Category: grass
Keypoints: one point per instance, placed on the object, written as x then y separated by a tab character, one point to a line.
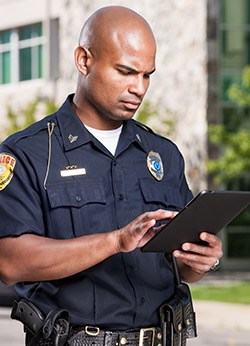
233	293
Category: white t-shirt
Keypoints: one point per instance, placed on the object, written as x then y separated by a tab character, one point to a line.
109	138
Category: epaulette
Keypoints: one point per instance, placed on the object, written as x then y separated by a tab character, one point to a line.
148	129
143	126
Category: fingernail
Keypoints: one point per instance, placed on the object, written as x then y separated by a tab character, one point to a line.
185	247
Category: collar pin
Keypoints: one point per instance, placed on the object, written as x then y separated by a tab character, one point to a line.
72	138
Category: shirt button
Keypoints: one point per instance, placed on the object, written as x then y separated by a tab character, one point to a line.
142	300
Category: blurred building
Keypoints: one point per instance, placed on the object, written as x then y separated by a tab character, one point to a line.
202	47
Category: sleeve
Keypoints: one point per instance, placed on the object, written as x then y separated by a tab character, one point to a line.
20	203
185	191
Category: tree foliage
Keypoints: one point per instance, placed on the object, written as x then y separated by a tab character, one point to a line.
163	124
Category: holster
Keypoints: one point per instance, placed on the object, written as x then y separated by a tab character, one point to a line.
52	330
177	315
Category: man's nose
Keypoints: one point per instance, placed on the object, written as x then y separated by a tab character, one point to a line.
139	85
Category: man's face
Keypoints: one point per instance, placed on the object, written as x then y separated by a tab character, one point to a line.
119	77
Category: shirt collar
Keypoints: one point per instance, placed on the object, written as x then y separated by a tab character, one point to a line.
74	133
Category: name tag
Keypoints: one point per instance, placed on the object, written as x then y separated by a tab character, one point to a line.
72	172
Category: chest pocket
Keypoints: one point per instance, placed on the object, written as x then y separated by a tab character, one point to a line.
78	206
160	195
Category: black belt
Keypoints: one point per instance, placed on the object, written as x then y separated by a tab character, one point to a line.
93	336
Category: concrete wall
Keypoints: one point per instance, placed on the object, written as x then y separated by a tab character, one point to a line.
179	84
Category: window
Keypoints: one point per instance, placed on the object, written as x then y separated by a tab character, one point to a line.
234	55
235	44
21	54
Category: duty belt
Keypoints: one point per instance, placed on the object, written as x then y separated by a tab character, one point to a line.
93	336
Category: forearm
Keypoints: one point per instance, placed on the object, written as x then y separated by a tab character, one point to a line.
34	258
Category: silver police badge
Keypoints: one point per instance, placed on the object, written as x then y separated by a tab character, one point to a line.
155	165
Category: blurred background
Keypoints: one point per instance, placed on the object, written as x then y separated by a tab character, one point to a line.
199	95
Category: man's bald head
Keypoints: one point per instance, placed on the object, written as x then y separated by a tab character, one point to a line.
115	24
115	59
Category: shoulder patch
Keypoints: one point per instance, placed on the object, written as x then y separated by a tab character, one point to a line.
7	165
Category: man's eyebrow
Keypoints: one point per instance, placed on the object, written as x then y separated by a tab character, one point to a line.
132	70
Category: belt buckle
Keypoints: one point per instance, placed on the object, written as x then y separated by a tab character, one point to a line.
143	331
93	331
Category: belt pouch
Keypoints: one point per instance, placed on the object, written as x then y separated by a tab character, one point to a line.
171	317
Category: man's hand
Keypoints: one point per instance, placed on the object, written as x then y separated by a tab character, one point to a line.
198	258
141	230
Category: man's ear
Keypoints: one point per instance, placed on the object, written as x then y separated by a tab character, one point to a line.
83	59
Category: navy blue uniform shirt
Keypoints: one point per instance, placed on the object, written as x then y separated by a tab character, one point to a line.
125	290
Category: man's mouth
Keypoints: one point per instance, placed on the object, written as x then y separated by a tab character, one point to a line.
132	105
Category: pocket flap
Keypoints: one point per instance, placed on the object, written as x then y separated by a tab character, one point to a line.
75	194
160	192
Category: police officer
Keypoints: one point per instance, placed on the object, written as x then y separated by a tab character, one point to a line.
83	189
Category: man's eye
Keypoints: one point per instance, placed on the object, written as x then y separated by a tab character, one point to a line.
124	73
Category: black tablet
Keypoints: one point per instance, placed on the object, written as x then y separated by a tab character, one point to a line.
209	211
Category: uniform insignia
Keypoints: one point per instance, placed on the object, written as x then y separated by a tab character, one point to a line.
7	164
71	171
155	165
72	138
***
• **EXERCISE PROMPT**
Give the listing again word for word, without its images.

• **EXERCISE SOLUTION**
Category: grass
Keypoints: one point per instance, placed on the object, written as x then y separated by a tab character, one point to a line.
233	293
Category: white t-shirt
Keypoints: one point per instance, placed on the object, written as x then y separated by a tab character, one point to a line.
109	138
Category: epaulette
Keypoints: one point per instance, placed on the object, written as x then y separated by a tab character, one point to a line.
148	129
143	126
Category: fingernail
Keypoints: one point per instance, placed on the object, written as x then y separated by a tab character, one point to a line.
185	247
Category: collar pin
Keypoints: one point per instance, placed on the object, written as x then y separated by a tab character, one point to a line.
72	138
Category: shirt button
Keypoints: one point per instance, placed on the object, written as x then y separated by a tab character, one point to a line.
142	300
Category: blurred building
Keypoints: one point per instance, placed on the object, written as x then y separated by a tab character, one point to a line.
202	47
Category: sleeve
Keypoints: one point per instance, placed on the object, written as x then y separated by a tab character, one point to a line.
20	203
185	191
Category: tree foliage
Keypoints: one point per instance, placed on the object, written as x then y separated by a tab character, one point to a line.
163	124
Category: holster
Keypoints: one point per instance, placed on the object, written as x then y separated by a tab character, one point to a line.
52	330
177	315
Category: man's nose
Keypoints: one point per instance, placed on the object, written as x then y separated by a tab character, one point to a line.
139	85
Category: man's face
Keypoints: one point per instance, placed on the object, written as x then y separated by a tab character, one point to a line.
119	77
Category: shirt collar
Keypoints: one point per instance, placed on the object, written as x then y separated by a tab character, one point to a line.
74	133
Category: name tag
Keypoints: one point per instance, placed on the object, written as x then y separated by a tab character, one point to a line.
72	172
Category: chest pocket
Keypoints: one point per instance, placed on the object, written as x then y separated by a tab character, one point to a line.
78	206
160	195
Category: black belt
Keypoints: one point per instance, placed on the object, written as x then y separated by a tab character, one point to a line.
93	336
Category: concrete wall
Keypoints: one point per instance, placed on the object, written as x then y separated by a tab character, one point to a line.
179	84
Category: window
Keypoints: one point per instance, placed on the object, written as x then y separated by a tab character, one point to a line.
234	55
235	44
21	54
Category: duty belt
Keypoints: one point per instance, placed on the object, written as x then y separated by a tab character, one point to a line.
93	336
Category: forearm
Keypoints: one point per instance, placed on the object, written as x then y separated by a tab character, one point to a line.
34	258
Category: silver police badge
Keypoints: one point per instance, placed on the object, written as x then y separated by a tab character, one point to a line.
155	165
Category: blurred background
Keypoints: one point per instance, placed on the object, written as x then y separated by a tab character, one point to a line.
199	95
Category: man's bald head
Keypoints: one point per instance, placed on the object, written as x then y separated by a tab character, one point to a line.
115	24
115	59
Category: shoulder patch
Keypoints: one point per instance, placed on the object, written as x then y separated by a tab character, one point to a line.
7	165
Category: man's eyebrow
Keypoints: one point per instance, placed on the object, written as x then y separated by a tab character, one point to a line.
132	70
Category: belt buckle
Keypoints: one point per instance, placed on the object, written as x then y separated by a tab character, one point to a line.
143	331
93	331
Category: belt pouch
Keypoints: one point per instance, placed on the object, written as x then y separated by a tab character, one point to a line.
171	317
Category: man's hand
Keypoints: one point per instance, placed on the object, written as x then y separated by a tab character, one point to a line.
198	258
141	230
Category: man's ear
Keypoints: one point per instance, placed on the object, written as x then y separated by a tab character, one point to a line.
83	59
Category: navy blue uniform shirt
Keypoints: one point per instance, placed on the object, written as x then y separated by a tab character, one point to a line.
125	290
Category: man's mouth
Keypoints: one point per instance, placed on the object, written as x then y separated by a tab character, one point to a line.
132	105
Category: pocket flap
Keypoints: one point per instance, placed on the object, written as x then y separated by a tab character, one point to a line.
75	194
160	192
Category: police officer
Keypoints: one point per instance, placed on the object, written as x then y separated by a tab character, one point to a line.
83	189
Category: man's eye
Keypoints: one point per instance, placed on the object, written as x then y separated by a tab character, one point to a line.
124	73
Category: black tablet
Keypoints: one point per instance, placed on the object, written as x then y separated by a tab character, one point to a line.
209	211
Category: uniform insignia
Keypoints: one point per instance, placed on the object, written as x then y separated by a tab character, one point to a line.
7	164
71	171
155	165
72	138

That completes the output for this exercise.